DATASET ENTRIES:

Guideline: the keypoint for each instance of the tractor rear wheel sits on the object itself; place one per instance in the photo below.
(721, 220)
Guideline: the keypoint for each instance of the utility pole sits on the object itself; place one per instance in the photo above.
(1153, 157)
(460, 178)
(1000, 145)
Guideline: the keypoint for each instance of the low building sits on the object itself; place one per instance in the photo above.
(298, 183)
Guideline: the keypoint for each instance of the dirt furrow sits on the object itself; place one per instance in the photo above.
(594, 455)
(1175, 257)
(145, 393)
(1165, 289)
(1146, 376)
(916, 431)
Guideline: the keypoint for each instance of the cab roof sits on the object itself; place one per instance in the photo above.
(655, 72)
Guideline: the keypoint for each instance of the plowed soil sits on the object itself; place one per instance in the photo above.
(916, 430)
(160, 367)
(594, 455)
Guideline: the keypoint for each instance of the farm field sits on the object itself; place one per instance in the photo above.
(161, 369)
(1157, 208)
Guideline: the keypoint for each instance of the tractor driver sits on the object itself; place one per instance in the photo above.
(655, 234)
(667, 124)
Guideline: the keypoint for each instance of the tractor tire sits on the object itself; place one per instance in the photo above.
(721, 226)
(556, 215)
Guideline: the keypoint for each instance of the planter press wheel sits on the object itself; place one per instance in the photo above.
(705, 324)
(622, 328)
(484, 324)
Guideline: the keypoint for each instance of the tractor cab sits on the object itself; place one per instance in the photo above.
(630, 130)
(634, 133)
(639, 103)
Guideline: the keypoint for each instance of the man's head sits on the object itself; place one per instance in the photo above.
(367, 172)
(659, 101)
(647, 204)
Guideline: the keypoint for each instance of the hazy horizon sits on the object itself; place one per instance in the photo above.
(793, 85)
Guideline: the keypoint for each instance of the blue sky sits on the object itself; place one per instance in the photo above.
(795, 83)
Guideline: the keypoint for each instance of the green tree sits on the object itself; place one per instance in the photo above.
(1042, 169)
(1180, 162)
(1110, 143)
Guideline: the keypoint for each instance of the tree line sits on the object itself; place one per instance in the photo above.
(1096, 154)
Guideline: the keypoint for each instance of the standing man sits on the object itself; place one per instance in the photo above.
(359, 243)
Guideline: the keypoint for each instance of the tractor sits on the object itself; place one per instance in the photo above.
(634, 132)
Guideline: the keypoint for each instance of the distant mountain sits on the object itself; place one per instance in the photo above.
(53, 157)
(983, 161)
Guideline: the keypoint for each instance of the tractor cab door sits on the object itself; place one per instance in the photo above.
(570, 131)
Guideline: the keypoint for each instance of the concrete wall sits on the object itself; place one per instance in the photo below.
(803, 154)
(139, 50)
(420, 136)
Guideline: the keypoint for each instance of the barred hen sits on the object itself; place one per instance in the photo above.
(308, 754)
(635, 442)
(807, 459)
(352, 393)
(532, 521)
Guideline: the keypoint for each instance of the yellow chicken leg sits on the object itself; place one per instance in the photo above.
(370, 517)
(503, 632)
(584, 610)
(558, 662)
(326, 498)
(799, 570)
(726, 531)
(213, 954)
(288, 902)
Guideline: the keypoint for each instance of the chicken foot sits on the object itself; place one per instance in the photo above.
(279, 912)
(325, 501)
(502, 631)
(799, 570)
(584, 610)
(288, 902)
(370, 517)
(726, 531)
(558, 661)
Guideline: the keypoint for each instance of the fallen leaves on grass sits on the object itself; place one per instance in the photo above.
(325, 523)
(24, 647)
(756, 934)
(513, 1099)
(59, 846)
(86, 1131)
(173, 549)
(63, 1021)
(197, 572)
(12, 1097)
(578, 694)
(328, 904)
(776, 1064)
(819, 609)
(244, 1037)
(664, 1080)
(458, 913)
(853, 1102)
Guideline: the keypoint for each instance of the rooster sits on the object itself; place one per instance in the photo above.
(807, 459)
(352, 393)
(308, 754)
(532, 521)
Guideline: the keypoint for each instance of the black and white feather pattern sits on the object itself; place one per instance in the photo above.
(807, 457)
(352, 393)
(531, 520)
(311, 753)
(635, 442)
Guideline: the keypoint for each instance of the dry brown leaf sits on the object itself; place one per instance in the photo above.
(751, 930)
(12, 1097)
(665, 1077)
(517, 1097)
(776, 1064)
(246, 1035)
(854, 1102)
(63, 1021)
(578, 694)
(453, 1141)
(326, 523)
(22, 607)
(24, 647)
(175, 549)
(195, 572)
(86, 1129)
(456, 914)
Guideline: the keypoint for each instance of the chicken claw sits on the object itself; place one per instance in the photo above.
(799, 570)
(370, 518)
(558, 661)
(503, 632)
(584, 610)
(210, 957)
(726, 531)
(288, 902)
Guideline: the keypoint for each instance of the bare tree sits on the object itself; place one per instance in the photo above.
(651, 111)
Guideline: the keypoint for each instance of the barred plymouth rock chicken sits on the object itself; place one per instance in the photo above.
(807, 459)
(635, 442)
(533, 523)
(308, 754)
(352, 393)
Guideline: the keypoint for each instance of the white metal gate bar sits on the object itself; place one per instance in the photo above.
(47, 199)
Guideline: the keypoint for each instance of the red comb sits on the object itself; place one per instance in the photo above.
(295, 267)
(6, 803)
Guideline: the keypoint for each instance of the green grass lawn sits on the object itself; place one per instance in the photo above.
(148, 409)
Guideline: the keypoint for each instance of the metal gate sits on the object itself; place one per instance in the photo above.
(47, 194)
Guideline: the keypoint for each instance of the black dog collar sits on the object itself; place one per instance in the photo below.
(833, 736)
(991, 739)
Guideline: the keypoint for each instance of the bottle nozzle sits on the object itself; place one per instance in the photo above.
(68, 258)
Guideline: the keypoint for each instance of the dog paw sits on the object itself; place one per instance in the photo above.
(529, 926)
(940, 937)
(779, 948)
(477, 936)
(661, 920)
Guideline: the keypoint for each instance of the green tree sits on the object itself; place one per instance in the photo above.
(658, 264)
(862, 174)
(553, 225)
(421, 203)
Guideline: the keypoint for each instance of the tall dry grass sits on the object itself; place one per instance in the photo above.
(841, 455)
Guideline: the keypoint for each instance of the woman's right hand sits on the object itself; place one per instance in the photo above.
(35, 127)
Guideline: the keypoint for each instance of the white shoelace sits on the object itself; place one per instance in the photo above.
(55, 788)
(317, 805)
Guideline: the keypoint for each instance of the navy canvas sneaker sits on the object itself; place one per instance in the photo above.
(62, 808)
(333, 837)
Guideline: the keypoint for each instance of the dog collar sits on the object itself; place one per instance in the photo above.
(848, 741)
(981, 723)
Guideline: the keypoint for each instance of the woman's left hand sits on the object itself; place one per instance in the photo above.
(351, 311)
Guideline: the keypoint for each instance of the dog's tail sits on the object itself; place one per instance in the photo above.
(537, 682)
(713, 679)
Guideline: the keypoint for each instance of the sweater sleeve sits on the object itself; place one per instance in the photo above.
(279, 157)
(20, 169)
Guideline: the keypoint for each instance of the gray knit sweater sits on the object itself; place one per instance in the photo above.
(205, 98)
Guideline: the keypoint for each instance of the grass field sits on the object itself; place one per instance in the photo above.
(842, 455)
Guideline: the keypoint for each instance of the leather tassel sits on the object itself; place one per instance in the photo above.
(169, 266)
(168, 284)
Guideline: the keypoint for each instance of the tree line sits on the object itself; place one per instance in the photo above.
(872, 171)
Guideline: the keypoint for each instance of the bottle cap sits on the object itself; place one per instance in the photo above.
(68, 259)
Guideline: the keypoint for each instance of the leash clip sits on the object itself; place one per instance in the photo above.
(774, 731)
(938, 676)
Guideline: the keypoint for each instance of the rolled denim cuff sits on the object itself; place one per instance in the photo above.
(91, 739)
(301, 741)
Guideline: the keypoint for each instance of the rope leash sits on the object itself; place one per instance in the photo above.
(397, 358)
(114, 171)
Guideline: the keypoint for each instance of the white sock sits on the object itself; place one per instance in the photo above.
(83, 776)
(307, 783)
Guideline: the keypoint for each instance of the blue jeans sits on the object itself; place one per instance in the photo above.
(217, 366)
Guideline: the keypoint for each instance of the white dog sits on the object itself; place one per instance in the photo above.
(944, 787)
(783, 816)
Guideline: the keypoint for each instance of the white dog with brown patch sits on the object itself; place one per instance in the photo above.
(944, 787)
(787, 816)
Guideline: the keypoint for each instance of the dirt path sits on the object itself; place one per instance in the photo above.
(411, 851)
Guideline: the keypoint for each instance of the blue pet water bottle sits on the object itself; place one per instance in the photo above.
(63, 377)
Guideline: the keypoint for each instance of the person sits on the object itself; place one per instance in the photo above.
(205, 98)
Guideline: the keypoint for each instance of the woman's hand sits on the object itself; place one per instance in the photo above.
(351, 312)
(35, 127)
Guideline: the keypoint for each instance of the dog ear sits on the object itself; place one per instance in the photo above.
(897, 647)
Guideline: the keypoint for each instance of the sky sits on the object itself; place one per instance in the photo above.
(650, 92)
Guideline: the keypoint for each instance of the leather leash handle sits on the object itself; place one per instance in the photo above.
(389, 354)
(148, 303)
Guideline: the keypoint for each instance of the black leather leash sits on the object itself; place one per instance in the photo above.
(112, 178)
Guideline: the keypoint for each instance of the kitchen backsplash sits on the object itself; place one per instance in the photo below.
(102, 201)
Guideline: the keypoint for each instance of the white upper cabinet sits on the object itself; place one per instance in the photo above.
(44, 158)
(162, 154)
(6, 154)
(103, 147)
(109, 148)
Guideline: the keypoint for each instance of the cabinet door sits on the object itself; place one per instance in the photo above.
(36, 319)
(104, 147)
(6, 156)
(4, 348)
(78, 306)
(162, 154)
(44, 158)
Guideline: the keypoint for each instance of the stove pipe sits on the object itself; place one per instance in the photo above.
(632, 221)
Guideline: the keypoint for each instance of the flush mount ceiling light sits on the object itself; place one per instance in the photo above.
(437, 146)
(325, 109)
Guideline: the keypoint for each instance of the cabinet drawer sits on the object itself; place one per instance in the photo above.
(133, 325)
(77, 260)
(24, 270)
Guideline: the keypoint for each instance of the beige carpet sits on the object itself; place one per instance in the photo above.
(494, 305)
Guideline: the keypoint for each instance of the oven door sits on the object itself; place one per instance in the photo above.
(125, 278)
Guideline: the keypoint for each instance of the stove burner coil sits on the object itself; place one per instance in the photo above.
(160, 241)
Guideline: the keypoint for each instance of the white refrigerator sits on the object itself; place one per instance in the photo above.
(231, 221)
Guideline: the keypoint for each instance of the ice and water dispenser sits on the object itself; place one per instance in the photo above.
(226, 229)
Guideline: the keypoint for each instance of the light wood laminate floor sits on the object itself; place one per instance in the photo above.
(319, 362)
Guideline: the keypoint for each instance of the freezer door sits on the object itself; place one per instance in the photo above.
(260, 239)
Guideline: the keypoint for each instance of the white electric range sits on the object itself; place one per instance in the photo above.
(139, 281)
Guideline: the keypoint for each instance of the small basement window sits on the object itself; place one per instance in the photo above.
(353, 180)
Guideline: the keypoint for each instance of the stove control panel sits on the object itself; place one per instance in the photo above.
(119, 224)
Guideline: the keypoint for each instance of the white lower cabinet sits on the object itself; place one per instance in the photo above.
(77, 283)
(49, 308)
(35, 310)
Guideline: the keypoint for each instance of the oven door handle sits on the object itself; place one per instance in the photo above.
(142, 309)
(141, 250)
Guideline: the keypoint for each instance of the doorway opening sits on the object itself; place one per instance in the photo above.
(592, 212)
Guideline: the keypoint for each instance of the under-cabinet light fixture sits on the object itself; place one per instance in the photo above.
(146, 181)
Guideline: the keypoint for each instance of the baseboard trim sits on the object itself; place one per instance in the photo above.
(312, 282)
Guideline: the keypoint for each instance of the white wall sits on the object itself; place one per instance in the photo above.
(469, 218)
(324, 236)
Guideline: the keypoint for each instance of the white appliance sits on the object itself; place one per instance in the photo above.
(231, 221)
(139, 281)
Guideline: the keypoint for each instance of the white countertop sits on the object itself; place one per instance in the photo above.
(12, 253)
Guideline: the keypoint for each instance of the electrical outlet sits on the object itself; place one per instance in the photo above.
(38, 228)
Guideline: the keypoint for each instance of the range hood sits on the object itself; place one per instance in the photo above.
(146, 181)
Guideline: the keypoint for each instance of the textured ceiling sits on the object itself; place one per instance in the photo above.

WHAT THE TASK REQUIRES:
Rescale the records from the first line through the line containing "(1157, 208)", multiplying each coordinate by 2.5 and rounding to whole numbers with halves rounded up. Reproduce every line in that span, and leave all text other than the coordinates unchanged.

TASK ANSWER:
Guideline: the keypoint for each instance of the tractor rear wheel sits on the object itself; place one per instance in the photo below.
(1803, 550)
Guideline: the keypoint for each instance of the utility pole sits on the object itself; place one per instance in the photo above.
(2883, 393)
(1150, 445)
(2500, 363)
Guideline: the keypoint for each instance of the low building sits on the object itself; place one per instance in the photo above.
(745, 458)
Guideline: the keypoint for each instance of the dirt furrow sits on the object itself; place one per instance in the photo above.
(1485, 1138)
(2938, 643)
(363, 983)
(2913, 723)
(2865, 940)
(2290, 1078)
Guideline: the keypoint for each instance of the cab roof sits on the object itself; place one per instance in the photo above.
(1638, 180)
Guideline: the keypoint for each instance of the plowed soil sits on the object itself; place one per instance in the photo above.
(2290, 1075)
(400, 918)
(1485, 1138)
Guideline: the keypoint for each instance of the farm field sits on the object itself; place one per instance in the photo above.
(403, 923)
(2893, 520)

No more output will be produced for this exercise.